◆ SUPPLIED RECORDS
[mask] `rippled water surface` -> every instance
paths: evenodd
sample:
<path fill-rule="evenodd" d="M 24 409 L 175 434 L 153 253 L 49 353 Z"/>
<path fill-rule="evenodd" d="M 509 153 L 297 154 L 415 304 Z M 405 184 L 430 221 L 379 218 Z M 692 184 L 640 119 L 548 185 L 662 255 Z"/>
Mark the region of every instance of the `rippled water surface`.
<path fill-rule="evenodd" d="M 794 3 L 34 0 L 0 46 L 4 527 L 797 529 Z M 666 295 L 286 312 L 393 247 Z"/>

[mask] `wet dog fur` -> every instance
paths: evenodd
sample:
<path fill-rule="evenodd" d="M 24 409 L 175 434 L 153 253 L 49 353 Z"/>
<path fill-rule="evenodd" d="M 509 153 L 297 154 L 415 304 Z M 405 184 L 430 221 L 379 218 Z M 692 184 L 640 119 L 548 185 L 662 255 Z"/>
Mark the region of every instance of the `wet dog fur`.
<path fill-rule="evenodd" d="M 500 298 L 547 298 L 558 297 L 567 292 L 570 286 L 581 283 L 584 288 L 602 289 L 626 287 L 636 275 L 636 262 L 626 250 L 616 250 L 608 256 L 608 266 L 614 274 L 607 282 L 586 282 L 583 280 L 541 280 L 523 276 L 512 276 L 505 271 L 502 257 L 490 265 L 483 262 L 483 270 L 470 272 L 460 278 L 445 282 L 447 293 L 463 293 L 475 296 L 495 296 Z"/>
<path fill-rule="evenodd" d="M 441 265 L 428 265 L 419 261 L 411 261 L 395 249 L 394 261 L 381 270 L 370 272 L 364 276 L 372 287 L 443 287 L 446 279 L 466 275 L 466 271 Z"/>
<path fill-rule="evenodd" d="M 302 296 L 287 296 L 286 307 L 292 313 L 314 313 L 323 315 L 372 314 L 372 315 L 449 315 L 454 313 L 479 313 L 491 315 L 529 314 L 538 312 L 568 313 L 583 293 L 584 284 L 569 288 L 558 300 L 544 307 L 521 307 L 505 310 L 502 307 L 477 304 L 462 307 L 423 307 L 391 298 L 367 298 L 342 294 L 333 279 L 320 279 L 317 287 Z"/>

◆ SET TASK
Recast the items from the start through the line containing "4 527 L 797" as a Markdown table with the columns Row and Line, one numbered line per row, leaving out any blank lines.

◆ OUTPUT BELOW
| Row | Line |
|---|---|
| 1 | [mask] `rippled water surface` -> every instance |
| 2 | paths: evenodd |
| 3 | sample: |
| 4 | <path fill-rule="evenodd" d="M 24 409 L 175 434 L 153 253 L 49 353 Z"/> |
| 5 | <path fill-rule="evenodd" d="M 509 153 L 297 154 L 415 304 Z M 405 184 L 430 221 L 379 218 Z M 692 184 L 640 119 L 548 185 L 662 255 Z"/> |
| 6 | Mark the region of every instance of the `rippled water surface`. |
| 7 | <path fill-rule="evenodd" d="M 794 3 L 34 0 L 0 46 L 4 527 L 797 529 Z M 666 295 L 286 312 L 393 247 Z"/> |